• [The task]: Reproduce all of the records exactly.

• [Listed entries]:
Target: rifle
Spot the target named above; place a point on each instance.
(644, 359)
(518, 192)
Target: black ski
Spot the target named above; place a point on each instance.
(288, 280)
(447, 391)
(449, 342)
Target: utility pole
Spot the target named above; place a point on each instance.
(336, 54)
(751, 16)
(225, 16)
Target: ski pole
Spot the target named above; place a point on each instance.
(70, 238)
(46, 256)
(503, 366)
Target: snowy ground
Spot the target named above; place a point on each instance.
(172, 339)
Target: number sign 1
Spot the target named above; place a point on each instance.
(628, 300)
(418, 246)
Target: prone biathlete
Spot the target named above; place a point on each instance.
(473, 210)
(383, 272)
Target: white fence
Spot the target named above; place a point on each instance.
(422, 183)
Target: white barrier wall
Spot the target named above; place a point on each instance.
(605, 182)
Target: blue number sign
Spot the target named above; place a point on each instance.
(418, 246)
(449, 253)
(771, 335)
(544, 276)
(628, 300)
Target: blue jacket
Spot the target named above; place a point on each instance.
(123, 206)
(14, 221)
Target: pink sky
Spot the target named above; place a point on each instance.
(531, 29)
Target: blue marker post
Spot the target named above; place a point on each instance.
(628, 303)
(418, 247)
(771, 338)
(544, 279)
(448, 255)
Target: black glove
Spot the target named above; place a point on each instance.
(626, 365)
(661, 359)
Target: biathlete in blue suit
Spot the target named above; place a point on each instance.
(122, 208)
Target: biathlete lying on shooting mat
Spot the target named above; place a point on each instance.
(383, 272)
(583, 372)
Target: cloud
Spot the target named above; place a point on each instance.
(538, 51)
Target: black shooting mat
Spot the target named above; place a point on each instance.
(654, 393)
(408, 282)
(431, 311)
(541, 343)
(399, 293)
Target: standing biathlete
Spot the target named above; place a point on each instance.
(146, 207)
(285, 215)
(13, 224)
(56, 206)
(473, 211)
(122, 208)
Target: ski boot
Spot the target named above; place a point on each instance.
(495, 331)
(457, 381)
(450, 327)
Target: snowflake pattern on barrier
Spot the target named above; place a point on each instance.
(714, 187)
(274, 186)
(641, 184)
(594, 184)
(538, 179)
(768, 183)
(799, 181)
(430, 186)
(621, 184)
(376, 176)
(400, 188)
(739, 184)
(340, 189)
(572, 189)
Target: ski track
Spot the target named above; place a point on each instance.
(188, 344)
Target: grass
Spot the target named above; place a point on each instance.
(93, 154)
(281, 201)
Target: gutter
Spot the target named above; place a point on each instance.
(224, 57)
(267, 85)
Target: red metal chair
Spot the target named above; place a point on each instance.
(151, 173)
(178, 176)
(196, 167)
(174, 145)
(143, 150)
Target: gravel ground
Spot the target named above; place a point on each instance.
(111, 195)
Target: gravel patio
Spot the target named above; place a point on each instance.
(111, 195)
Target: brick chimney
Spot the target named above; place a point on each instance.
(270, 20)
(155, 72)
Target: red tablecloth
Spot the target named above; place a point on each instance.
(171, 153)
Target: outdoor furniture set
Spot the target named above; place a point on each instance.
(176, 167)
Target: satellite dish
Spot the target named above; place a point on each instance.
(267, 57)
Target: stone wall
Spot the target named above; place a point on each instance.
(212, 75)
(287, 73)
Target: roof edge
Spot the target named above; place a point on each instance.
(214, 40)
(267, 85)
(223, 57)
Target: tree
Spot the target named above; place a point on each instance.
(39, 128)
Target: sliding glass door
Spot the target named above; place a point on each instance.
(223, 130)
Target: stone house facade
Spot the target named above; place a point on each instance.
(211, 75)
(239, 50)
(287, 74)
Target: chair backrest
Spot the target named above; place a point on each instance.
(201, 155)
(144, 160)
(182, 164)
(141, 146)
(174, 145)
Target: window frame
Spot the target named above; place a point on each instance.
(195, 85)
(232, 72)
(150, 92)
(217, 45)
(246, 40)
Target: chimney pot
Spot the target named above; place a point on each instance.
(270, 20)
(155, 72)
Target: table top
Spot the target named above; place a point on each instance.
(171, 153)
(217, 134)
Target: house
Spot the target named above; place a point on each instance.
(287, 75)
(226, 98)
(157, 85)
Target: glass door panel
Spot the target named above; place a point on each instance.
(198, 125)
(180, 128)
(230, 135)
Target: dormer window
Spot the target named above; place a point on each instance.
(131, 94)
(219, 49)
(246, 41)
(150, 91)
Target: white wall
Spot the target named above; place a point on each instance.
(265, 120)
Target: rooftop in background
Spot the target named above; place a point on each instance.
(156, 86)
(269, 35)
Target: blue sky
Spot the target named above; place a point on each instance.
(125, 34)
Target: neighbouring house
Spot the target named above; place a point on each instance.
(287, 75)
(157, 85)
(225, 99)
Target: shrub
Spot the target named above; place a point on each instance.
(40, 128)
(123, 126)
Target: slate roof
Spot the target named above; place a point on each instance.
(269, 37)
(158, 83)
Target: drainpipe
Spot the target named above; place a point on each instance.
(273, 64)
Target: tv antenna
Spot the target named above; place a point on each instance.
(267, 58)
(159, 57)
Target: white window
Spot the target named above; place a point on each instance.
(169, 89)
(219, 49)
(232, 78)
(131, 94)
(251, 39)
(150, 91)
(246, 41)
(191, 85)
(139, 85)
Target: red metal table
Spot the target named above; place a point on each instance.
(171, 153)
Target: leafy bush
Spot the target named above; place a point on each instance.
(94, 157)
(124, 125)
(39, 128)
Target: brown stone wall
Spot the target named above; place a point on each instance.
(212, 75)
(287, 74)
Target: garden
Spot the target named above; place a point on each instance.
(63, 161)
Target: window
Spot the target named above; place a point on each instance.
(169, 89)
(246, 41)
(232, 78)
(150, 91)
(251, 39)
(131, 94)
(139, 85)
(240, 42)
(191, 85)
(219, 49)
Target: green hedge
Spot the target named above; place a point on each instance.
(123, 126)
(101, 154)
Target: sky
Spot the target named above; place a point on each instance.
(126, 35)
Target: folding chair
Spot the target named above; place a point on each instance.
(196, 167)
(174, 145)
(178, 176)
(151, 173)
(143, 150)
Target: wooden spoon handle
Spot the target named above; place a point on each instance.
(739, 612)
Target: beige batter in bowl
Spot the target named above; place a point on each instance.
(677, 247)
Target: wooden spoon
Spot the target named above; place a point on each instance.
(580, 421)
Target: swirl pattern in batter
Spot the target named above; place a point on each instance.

• [Solution]:
Target: rifle
Spot the target named above; place a point on each instance.
(644, 359)
(518, 192)
Target: black ski
Spot the target named above; place a point on each instance.
(288, 280)
(447, 391)
(449, 342)
Target: utility pole
Spot the target named above; place a point on each instance.
(336, 54)
(751, 16)
(225, 16)
Target: ski pole
Spot the target named above; place a point on each instance.
(70, 238)
(46, 256)
(503, 366)
Target: snowy ground
Spot the target named above; place a point on each instance.
(172, 339)
Target: number sign 1
Spot the target named above; place a point on each instance.
(628, 300)
(418, 246)
Target: prone biathlete
Spot the target named above; place a point on each instance.
(473, 210)
(383, 272)
Target: white fence
Spot the target named above; place a point on each instance.
(422, 183)
Target: white barrier wall
Spot the target named above; place a point on each instance.
(605, 182)
Target: blue number sign
Spot the target named above; place a point on each instance.
(418, 246)
(449, 253)
(771, 335)
(544, 276)
(628, 300)
Target: blue jacket
Spot the target named above; place a point on each instance.
(123, 206)
(14, 221)
Target: pink sky
Spot the target named above; place a point on each instance.
(531, 29)
Target: blue marker post
Spot the target named above; place a point on each instance.
(628, 303)
(418, 247)
(771, 338)
(544, 279)
(448, 255)
Target: black glove
Spot the target named above; place a point on each instance.
(626, 365)
(661, 359)
Target: biathlete in blue suit
Spot the target named above; place a point on each instance.
(122, 208)
Target: biathlete lying on shooting mat
Spot the target named above; place a point on each instance.
(383, 272)
(583, 372)
Target: cloud
Spot the target named above; place a point on each instance.
(538, 51)
Target: black shooting mat
Spot the target named above; place a point on each instance.
(654, 393)
(408, 282)
(431, 311)
(541, 343)
(399, 293)
Target: standing biathlete
Spot the target named above; place a point on each instance.
(146, 207)
(285, 215)
(13, 224)
(56, 206)
(473, 211)
(122, 208)
Target: ski boot
Spot the target named above; place a point on each instance.
(495, 331)
(457, 381)
(450, 327)
Target: snowflake pattern on barrier
Spot the target named above; place a point on each instance.
(714, 187)
(274, 186)
(641, 184)
(594, 184)
(538, 179)
(768, 183)
(799, 181)
(430, 186)
(621, 184)
(376, 176)
(400, 188)
(739, 184)
(340, 189)
(572, 189)
Target: ski track
Spot the target named above; place a point on each instance.
(188, 344)
Target: grass
Spot the target named above; place a point on each instance.
(93, 154)
(281, 201)
Target: gutter
Spot the target named above; place a point on each instance.
(224, 57)
(267, 85)
Target: red metal chair
Spot the target named above; place a point on each instance.
(151, 173)
(178, 176)
(196, 167)
(174, 145)
(143, 150)
Target: gravel ground
Spot the target named above; place a point on each instance.
(111, 195)
Target: gravel patio
Spot the target named above; place a point on each instance.
(111, 195)
Target: brick chimney
Spot the target named above; place a point on each instance.
(270, 20)
(155, 72)
Target: red tablecloth
Spot the target named above; place a point on each instance.
(171, 153)
Target: outdoor furniture set
Spot the target named above; place a point on each instance.
(176, 167)
Target: satellite dish
Spot the target named above; place a point on each instance.
(267, 57)
Target: stone wall
Spot the target named above; place a point on each instance.
(212, 75)
(287, 73)
Target: roof edge
Spot the target named above; place a point on each instance.
(214, 40)
(267, 85)
(223, 57)
Target: tree
Spot the target named above; place a point on each instance.
(39, 128)
Target: sliding glass door
Spot the target named above; place a point on each instance.
(223, 130)
Target: stone house facade
Spot the target named above; place a point on each instance.
(211, 75)
(239, 50)
(287, 74)
Target: chair backrest
Spot the target named above; place a point on each instance.
(201, 155)
(144, 160)
(182, 164)
(141, 146)
(174, 145)
Target: window frame
Spot the target named above; place a point on each instance.
(195, 85)
(232, 72)
(150, 92)
(217, 45)
(246, 40)
Target: chimney pot
Spot the target named above; place a point on each instance.
(270, 20)
(155, 72)
Target: table top
Spot the target named above; place a point on each instance.
(171, 153)
(217, 134)
Target: house
Spot the target named above; place a point on each instance.
(287, 75)
(226, 98)
(157, 85)
Target: glass door panel
Spot the target named above; place a point on each instance.
(198, 125)
(180, 128)
(230, 135)
Target: dormer window
Spot the target named above; place a point on each instance.
(131, 94)
(219, 49)
(246, 41)
(150, 91)
Target: white wall
Spot the target named above; place a point on each instance.
(265, 120)
Target: rooftop in background
Spot the target named above; place a point on each instance.
(156, 86)
(269, 35)
Target: blue sky
Spot the target named above; place a point on each instance.
(125, 34)
Target: neighbouring house
Spot the target named above; place a point on each instance.
(287, 75)
(157, 85)
(225, 99)
Target: shrub
Spot the target named above; place a point on each instance.
(40, 128)
(123, 126)
Target: slate roof
Spot the target named above; place a point on each instance.
(269, 37)
(158, 83)
Target: drainpipe
Spot the target named above; place a point on each instance.
(273, 64)
Target: tv antenna
Spot the target named above; place a point on each instance.
(267, 58)
(159, 57)
Target: white window
Spot the target named above; place a point on each instance.
(169, 89)
(219, 49)
(232, 78)
(131, 94)
(251, 39)
(150, 91)
(246, 41)
(191, 85)
(139, 85)
Target: red metal table
Spot the target named above; place a point on each instance.
(171, 153)
Target: leafy bush
Spot the target named above; place a point on each instance.
(94, 157)
(124, 125)
(39, 128)
Target: brown stone wall
Spot the target named above; place a point on each instance.
(212, 75)
(287, 74)
Target: garden
Spot the target named above; place a point on each instance.
(63, 161)
Target: window
Spot the target named above; place a point on each instance.
(169, 89)
(246, 41)
(232, 78)
(150, 91)
(251, 39)
(131, 94)
(139, 85)
(240, 42)
(191, 85)
(219, 49)
Target: green hedge
Spot the target named above; place a point on each instance.
(123, 126)
(101, 154)
Target: sky
Spot the target named above; place a point on each instance.
(126, 35)
Target: folding chair
Spot the target named above; place a point on each instance.
(196, 167)
(174, 145)
(178, 176)
(151, 173)
(143, 150)
Target: wooden spoon handle
Spot the target named above; place a point on each instance.
(739, 612)
Target: beige batter in bowl
Spot the target named above; place a point on each instance.
(677, 247)
Target: wooden spoon
Spot the target named above; place a point on each instance.
(580, 421)
Target: swirl pattern in batter
Spot the target named above; place a point on each instance.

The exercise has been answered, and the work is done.